**Goal of the exercise:** In how many lines of the records does the word "output" appear? Reply with the number and nothing else.

**Given entries:**
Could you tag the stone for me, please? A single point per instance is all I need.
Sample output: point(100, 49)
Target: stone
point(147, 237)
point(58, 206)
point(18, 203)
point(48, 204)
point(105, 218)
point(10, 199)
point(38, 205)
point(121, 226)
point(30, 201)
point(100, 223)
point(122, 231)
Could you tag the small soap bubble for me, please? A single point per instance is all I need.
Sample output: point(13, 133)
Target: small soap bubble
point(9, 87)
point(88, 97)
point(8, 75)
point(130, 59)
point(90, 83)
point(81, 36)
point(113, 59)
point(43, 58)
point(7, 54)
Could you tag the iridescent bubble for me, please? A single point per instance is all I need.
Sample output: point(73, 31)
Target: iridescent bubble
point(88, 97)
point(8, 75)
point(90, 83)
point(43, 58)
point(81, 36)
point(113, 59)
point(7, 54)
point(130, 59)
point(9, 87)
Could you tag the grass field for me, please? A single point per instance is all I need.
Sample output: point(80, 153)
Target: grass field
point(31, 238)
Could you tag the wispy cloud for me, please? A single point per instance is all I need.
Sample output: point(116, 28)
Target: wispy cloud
==
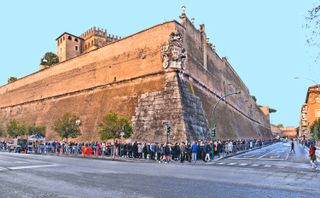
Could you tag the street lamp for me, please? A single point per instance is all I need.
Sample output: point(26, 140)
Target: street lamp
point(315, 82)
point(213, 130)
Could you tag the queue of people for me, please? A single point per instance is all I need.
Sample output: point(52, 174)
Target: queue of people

**Answer below:** 7